● What needs to be done:
What lines below contain the string "bird"? List them all.

● Material provided:
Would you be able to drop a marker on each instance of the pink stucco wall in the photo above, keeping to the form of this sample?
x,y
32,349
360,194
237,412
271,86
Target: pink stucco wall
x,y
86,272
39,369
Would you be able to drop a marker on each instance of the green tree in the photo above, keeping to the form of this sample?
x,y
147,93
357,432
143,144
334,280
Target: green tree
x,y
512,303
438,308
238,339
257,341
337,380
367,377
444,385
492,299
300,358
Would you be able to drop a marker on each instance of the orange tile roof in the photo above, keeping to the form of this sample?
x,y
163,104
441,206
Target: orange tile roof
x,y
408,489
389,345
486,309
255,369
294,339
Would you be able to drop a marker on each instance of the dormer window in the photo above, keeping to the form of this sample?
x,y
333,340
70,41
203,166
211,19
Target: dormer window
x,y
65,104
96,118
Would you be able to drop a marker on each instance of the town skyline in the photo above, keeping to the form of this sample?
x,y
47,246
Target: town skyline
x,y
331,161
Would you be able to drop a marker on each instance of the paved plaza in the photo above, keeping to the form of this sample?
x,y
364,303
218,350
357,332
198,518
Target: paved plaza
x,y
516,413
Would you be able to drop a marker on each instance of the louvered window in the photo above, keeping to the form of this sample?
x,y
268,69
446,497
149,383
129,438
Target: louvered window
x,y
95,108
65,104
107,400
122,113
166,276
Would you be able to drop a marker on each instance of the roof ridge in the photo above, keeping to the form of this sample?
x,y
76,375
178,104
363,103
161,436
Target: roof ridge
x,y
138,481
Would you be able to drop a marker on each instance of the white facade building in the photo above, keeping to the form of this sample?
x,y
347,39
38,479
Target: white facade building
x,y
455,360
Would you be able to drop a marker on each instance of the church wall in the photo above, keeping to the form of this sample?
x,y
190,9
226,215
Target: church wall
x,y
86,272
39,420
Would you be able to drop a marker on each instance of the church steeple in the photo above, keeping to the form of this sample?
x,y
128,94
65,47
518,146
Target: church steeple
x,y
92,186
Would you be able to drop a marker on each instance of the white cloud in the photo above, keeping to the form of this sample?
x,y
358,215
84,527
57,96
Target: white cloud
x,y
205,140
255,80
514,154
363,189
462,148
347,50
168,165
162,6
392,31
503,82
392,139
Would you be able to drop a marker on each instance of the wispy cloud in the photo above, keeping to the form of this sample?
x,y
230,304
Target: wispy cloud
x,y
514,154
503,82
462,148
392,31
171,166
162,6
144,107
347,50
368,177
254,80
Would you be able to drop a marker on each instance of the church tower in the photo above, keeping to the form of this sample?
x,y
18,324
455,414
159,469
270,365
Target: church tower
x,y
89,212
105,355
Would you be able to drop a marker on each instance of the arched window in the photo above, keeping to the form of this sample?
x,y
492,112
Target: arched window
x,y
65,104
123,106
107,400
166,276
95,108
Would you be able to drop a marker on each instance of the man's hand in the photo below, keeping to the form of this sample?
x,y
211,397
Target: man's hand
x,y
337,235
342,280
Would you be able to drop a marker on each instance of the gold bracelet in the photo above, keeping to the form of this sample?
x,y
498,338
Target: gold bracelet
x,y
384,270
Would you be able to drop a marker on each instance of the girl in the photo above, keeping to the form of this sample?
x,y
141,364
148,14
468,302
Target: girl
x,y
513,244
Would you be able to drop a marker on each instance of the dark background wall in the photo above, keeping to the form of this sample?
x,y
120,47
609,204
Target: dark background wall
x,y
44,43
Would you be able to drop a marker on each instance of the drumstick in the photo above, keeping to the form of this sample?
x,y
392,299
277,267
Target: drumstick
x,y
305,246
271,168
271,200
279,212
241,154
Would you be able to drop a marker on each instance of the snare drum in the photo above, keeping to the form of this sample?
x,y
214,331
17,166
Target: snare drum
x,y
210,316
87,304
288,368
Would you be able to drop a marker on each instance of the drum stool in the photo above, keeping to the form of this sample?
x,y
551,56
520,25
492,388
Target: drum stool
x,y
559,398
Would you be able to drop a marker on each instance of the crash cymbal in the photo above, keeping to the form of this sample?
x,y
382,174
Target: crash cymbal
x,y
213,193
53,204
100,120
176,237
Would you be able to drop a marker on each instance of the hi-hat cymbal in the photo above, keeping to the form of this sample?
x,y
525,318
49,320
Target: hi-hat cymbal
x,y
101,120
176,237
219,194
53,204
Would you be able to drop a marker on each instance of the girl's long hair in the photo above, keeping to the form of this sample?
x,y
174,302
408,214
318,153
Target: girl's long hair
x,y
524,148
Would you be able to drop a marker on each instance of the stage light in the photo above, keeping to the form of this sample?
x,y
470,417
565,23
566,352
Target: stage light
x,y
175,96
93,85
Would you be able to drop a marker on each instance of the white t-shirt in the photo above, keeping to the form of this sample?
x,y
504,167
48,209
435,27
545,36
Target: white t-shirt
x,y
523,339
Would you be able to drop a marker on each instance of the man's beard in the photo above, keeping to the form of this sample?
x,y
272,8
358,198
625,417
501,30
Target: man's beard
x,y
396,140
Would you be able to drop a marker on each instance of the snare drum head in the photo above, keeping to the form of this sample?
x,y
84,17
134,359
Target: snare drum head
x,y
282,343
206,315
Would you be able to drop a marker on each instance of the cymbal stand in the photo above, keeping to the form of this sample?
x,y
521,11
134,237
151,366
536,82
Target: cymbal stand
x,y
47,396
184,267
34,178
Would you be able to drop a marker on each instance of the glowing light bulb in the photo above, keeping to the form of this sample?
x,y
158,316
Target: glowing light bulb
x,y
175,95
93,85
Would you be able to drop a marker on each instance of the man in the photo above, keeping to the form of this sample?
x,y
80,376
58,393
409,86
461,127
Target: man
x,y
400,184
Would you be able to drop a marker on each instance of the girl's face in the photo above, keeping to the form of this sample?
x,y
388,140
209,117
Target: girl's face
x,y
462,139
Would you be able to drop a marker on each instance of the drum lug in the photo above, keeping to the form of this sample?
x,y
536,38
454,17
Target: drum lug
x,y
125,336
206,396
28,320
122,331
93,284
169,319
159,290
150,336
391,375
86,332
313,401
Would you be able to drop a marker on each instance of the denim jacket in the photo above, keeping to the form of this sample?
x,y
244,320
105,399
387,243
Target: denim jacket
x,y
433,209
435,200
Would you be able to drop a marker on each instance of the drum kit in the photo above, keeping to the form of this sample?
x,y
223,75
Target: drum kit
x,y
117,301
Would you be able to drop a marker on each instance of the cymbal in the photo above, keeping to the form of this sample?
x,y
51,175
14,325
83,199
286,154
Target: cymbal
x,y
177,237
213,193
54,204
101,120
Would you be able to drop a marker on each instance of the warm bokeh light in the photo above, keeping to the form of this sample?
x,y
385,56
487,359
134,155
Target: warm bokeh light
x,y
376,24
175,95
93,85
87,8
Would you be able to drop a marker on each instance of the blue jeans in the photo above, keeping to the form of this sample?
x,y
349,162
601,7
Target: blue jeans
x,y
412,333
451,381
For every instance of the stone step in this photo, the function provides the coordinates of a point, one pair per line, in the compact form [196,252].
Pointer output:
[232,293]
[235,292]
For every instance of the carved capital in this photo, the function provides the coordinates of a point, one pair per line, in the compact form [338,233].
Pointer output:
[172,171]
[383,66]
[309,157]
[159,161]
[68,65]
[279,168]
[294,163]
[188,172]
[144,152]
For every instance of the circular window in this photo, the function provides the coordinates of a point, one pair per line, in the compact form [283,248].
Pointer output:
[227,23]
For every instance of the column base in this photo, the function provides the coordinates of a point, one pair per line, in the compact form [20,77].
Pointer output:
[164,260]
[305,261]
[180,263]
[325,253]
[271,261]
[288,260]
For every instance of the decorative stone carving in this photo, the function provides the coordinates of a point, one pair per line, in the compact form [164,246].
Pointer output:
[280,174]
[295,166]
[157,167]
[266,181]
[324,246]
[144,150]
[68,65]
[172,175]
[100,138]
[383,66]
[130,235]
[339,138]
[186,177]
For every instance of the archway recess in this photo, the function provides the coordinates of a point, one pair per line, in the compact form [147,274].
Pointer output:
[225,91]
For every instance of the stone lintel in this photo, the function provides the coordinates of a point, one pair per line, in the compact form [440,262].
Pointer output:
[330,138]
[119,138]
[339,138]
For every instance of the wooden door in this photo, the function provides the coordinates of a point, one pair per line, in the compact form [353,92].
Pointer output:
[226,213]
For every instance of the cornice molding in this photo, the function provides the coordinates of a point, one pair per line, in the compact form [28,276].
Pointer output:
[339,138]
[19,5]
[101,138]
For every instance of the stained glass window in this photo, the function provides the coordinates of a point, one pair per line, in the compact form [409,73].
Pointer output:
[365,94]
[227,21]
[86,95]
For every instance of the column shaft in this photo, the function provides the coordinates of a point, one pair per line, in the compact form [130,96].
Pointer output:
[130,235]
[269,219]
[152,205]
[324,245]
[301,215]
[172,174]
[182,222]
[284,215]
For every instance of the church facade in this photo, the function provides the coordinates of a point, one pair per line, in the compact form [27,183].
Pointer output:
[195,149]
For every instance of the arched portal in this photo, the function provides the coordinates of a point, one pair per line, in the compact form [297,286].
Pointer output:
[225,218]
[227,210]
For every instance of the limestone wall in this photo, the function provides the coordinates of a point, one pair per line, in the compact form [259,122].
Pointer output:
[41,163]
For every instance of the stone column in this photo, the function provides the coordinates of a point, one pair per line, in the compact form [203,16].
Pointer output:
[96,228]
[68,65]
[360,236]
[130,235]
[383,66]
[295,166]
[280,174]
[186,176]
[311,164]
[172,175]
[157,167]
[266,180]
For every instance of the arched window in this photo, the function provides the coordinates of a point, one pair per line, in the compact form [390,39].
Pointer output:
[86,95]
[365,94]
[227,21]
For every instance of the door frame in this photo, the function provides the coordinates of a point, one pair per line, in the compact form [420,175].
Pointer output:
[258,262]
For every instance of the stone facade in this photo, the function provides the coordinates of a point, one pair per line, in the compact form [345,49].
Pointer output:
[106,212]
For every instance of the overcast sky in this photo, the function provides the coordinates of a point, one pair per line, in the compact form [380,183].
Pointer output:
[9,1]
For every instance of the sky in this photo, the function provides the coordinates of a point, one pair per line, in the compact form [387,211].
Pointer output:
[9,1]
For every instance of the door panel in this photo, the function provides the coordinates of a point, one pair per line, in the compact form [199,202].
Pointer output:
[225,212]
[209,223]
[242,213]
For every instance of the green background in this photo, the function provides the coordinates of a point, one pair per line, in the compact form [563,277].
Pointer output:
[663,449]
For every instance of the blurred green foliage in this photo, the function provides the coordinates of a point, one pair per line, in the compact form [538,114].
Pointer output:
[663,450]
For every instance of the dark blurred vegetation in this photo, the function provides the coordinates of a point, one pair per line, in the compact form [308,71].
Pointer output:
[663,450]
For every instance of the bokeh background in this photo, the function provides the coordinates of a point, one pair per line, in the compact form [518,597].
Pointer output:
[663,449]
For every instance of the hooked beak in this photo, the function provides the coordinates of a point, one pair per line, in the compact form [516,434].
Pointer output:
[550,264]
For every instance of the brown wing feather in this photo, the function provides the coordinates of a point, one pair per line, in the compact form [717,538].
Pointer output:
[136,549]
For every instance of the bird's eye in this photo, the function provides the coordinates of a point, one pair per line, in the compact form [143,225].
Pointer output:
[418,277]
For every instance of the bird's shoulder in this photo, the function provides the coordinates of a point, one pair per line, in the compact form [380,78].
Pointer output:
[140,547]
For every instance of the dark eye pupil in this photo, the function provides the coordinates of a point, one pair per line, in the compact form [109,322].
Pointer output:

● Response to this exercise:
For every instance of the bird's eye in this photo, the function provides the coordinates of a point, one pair per line, in the compact form [143,225].
For every instance of the bird's shoulder in this photo, the function provides the coordinates of a point, one pair per line, in the compact form [380,78].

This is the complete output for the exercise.